> **WORK REQUEST**
Your answer should be an exact copy of the data.

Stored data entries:
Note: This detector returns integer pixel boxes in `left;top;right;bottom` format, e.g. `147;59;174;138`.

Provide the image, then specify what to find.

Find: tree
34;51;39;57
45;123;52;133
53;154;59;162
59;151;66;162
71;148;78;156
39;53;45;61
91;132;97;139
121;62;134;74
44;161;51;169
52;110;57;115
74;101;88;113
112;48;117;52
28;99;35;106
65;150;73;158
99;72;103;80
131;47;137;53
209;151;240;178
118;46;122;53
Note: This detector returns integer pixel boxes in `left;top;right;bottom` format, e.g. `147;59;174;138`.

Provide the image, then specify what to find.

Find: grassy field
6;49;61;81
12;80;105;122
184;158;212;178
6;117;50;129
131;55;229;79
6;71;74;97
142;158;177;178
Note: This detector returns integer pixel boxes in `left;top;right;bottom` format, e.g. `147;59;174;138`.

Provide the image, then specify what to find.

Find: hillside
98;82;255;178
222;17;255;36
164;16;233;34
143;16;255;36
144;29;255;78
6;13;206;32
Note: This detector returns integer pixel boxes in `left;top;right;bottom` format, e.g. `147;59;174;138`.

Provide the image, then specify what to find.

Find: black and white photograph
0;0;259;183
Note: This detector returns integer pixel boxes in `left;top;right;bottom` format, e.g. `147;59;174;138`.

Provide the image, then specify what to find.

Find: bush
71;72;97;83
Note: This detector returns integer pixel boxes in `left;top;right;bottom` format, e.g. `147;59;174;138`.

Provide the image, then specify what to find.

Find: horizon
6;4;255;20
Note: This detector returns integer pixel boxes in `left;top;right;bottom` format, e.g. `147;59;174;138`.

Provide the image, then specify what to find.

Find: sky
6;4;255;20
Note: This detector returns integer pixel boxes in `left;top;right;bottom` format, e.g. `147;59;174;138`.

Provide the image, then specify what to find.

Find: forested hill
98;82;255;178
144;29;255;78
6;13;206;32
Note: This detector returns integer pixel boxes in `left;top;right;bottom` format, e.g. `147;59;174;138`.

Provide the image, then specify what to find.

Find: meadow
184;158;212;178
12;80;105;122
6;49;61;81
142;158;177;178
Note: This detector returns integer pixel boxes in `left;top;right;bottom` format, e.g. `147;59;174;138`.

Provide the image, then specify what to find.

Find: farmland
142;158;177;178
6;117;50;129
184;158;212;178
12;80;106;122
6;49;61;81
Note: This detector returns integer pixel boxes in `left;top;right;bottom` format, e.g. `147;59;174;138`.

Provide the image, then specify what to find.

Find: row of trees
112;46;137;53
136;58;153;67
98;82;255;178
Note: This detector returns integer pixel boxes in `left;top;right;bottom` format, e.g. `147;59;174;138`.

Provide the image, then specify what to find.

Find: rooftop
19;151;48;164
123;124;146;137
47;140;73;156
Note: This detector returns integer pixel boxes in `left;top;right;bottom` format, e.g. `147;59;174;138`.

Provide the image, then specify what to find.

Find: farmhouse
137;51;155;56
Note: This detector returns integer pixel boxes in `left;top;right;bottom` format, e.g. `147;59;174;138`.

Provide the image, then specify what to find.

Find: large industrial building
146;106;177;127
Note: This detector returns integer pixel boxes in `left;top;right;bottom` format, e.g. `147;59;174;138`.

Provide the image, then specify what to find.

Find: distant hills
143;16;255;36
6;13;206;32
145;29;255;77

> **OUTPUT FOR THIS EXERCISE**
Note: This detector returns integer pixel boxes in `left;top;right;bottom` format, e.g. `147;59;174;138`.

Provide the image, then specify what to find.

Find: tree
34;51;39;57
45;123;52;133
53;154;59;162
59;151;66;162
71;148;78;156
39;53;45;61
91;132;97;139
121;62;134;74
44;161;51;169
52;110;57;115
74;101;88;113
112;48;117;52
28;99;35;106
65;150;73;158
99;72;103;80
131;47;137;53
209;151;240;178
118;46;122;53
Note: This detector returns integer pixel boxes in `left;top;right;bottom` format, e.g. `147;59;174;138`.

Provide the image, then specify what to find.

Find: grassy field
6;49;61;81
12;80;105;122
184;158;212;178
6;117;50;129
131;55;229;79
6;71;74;97
142;158;177;178
Note: This detector returns integer pixel boxes in `left;top;right;bottom` format, e.g. `147;59;174;138`.

Provide the image, then specify what to find.

Find: hillside
98;82;255;178
222;17;255;36
164;16;233;34
143;16;255;36
144;29;255;78
6;13;206;32
Note: This detector returns integer pixel boxes in `left;top;right;bottom` format, e.g. `147;59;174;138`.

Provide the image, then specify what to find.

Find: black and white photograph
0;0;259;183
Note: This detector returns integer pixel boxes in `left;top;right;bottom` format, e.g. `147;59;174;138`.

Provide the image, then specify what to find.

Find: bush
71;72;97;83
Note: This detector returns integer pixel boxes in `left;top;right;bottom` format, e.g. `147;59;174;138`.

Provide the image, then specify what to find.

Find: horizon
6;4;255;20
Note: This detector returns integer pixel boxes in `left;top;right;bottom` format, e.g. `147;59;174;138`.

Provide the image, then specify what to find.

Find: sky
6;4;255;20
Note: This detector returns integer pixel boxes in `left;top;right;bottom` format, e.g. `147;59;174;138`.

Provide the image, then specify what to find.

Find: forested hill
98;82;255;178
144;29;255;78
6;13;206;32
Note: This detector returns integer pixel boxes in `left;top;right;bottom` format, e.g. `147;59;174;138`.

Provide the image, then specify what to find.

Find: meadow
184;158;212;178
12;80;105;122
6;49;61;81
142;158;177;178
Note: This detector returns integer pixel boxes in `left;top;right;bottom` format, e.g. `147;59;174;138`.

Provide the image, then specify what to find.

Find: farmland
142;158;177;178
6;117;50;129
184;158;212;178
12;80;106;122
6;49;61;81
Note: This detector returns integer pixel boxes in `left;top;right;bottom` format, e.g. `147;59;174;138`.

Provide the image, then specify what to find.

Find: row of trees
112;46;137;53
136;58;153;67
98;82;255;178
Note: This detector returns integer pixel boxes in `left;top;right;bottom` format, e.g. `147;59;174;138`.

Provide the image, then specify what to find.

Find: rooftop
19;151;48;164
123;124;146;137
47;140;73;156
Note: This detector returns integer pixel boxes in `left;top;right;bottom` format, e.g. `147;59;174;138`.

Provide the image, then specify what to find.

Find: farmhouse
137;51;155;56
Note: This detector returns integer pixel boxes in `left;top;right;bottom` format, e.g. `147;59;174;138`.

Provide the image, then specify what to find.

Find: large industrial building
146;106;177;127
Note: This detector returns integer pixel boxes in `left;top;right;bottom` format, e.g. `147;59;174;138`.

Provide the image, then specify what to find.

Find: distant hills
143;16;255;36
6;13;206;32
145;29;255;77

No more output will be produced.